▶ _Texto proporcionado_:
= = = = = = =
Mi sorpresa se debía, por un lado, a que asociaba tanto la estola como los trajes largos de mamá, los cuales veneraba yo con devoción faldera, con los festejos por bodas o grados de primos en la Alta Florida o Altamira, adonde los tíos más pudientes habían emigrado desde nuestro San Bernardino oriundo. Por otro lado, me había extrañado que, de las contadas veces que había estado yo en teatros caraqueños para actos de fin de curso de mis hermanos mayores, si bien muchos caballeros vestían de flux, las damas llevaban traje coctel pero no largo, sobre todo en aquellos años rabiosos agitados ya por la minifalda de Mary Quant.

No había sido siempre así, sin embargo, según mamá comentó al día siguiente de aquella soirée, respondiendo a mi inquietud sobre el inusitado traje largo. En su caso sólo había asistido de corto con papá a funciones vespertinas en el Municipal, durante su noviazgo en aquellos años cuarenta en los que dominaban los camiseros a lo Bárbara Stanwyck o Ingrid Bergman, divas del cine negro que ambos preferían. Pero mamá recordaba cuando sus hermanas mayores iban a veces de largo a los teatros en las postrimerías del gomecismo, escoltadas por los pretendientes de chistera y “paltó levita”, como ella siempre llamó al chaqué que sucediera al frac de la Bella Época.
= = = = = = =
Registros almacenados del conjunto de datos
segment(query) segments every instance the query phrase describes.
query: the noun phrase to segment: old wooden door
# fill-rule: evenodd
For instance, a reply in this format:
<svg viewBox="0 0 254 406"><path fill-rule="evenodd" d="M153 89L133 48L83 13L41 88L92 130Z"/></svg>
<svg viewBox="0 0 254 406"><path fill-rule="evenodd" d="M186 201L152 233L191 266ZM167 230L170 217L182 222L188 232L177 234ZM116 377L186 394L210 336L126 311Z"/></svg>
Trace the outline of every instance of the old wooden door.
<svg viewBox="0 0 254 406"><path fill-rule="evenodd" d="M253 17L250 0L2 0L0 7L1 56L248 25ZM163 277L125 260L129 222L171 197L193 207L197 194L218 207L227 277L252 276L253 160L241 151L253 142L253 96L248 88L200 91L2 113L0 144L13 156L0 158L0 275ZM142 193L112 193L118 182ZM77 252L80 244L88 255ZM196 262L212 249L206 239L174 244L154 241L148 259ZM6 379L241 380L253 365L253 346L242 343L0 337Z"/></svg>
= = = = = = =
▶ _Tareas pendientes_:
(1) Cambia "query" por "search" en el tramo de los registros que va desde el inicio hasta la línea que contiene "Trace the outline", con ambos extremos incluidos. Reproduce ese tramo sin ningún otro cambio.
(2) Prolonga el texto sobre la vestimenta de gala en los teatros caraqueños a partir de su última oración.

▶ _Respuestas_:
(1)
segment(search) segments every instance the search phrase describes.
search: the noun phrase to segment: old wooden door
# fill-rule: evenodd
For instance, a reply in this format:
<svg viewBox="0 0 254 406"><path fill-rule="evenodd" d="M153 89L133 48L83 13L41 88L92 130Z"/></svg>
<svg viewBox="0 0 254 406"><path fill-rule="evenodd" d="M186 201L152 233L191 266ZM167 230L170 217L182 222L188 232L177 234ZM116 377L186 394L210 336L126 311Z"/></svg>
Trace the outline of every instance of the old wooden door.

(2)
Tanto como la impresión de ver a mamá de largo y piel en la noche susodicha, sus remembranzas sobre los atuendos para asistir al Municipal quedaron en mi mente como curiosidad. Cuando comencé yo a frecuentarlo en las décadas venideras, sobre todo después de que el Complejo Cultural Teresa Carreño le quitara, en  aquel 1983 bicentenario, la primacía teatral caraqueña, la concurrencia del Municipal, tanto o más que la del Nacional, vestía con la informalidad dictada por los tiempos, devaluados por demás en Venezuela después del Viernes Negro. Y si bien los códigos indumentarios tenían que ser diferentes un siglo atrás, por supuesto, no podía dejar yo de preguntarme cuánto de fantasía o idealización había en las remembranzas familiares de mamá.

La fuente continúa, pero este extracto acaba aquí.